Please lay out every line of the records below as a Markdown table with the columns "No." and "Line", numbering each row and leaving out any blank lines.

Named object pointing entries
=======
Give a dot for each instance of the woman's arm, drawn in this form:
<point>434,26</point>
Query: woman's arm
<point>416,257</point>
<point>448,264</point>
=======
TASK SOLUTION
| No. | Line |
|---|---|
| 1 | Give a dot for each instance of the woman's arm, drawn in this form: |
| 2 | <point>434,26</point> |
| 3 | Query: woman's arm |
| 4 | <point>416,257</point> |
| 5 | <point>448,264</point> |